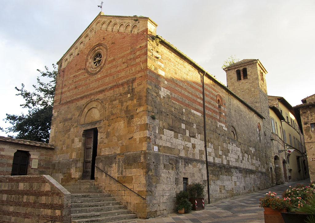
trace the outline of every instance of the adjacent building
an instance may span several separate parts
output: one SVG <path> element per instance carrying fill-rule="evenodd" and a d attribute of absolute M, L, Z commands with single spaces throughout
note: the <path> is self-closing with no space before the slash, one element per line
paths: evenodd
<path fill-rule="evenodd" d="M 315 94 L 301 100 L 303 104 L 293 108 L 304 136 L 310 177 L 313 181 L 315 180 Z"/>
<path fill-rule="evenodd" d="M 282 97 L 268 99 L 277 184 L 308 178 L 304 140 L 293 107 Z"/>

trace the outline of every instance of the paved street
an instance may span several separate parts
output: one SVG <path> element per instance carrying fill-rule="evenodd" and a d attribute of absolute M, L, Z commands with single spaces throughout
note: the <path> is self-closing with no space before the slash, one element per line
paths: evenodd
<path fill-rule="evenodd" d="M 269 191 L 281 196 L 289 186 L 297 183 L 308 185 L 309 179 L 286 183 L 269 189 L 251 194 L 235 197 L 205 205 L 204 210 L 191 211 L 181 214 L 173 213 L 146 220 L 134 220 L 130 223 L 165 222 L 264 222 L 263 209 L 259 207 L 259 198 Z"/>

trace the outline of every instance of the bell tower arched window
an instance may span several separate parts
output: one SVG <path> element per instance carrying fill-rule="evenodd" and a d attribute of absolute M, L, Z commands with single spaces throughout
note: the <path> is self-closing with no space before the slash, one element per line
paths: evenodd
<path fill-rule="evenodd" d="M 243 68 L 242 70 L 243 72 L 243 79 L 247 79 L 247 69 L 245 67 Z"/>
<path fill-rule="evenodd" d="M 242 79 L 240 70 L 236 70 L 236 78 L 238 81 L 240 81 Z"/>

____________________

EXERCISE TASK
Can you render the records, starting with the line containing "trace the outline of every instance of the bell" and going on through the line containing "243 68 L 242", as a JSON list of strings with one string per line and blank lines omitted?

RESULT OF THE EXERCISE
[
  "trace the outline of every instance of the bell tower arched window",
  "an instance may span several separate parts",
  "output: one SVG <path> element per instance carrying fill-rule=\"evenodd\" and a d attribute of absolute M, L, Z commands with single spaces throughout",
  "note: the <path> is self-closing with no space before the slash, one element per line",
  "paths: evenodd",
  "<path fill-rule=\"evenodd\" d=\"M 243 68 L 242 70 L 243 72 L 243 79 L 247 79 L 247 69 L 245 67 Z\"/>"
]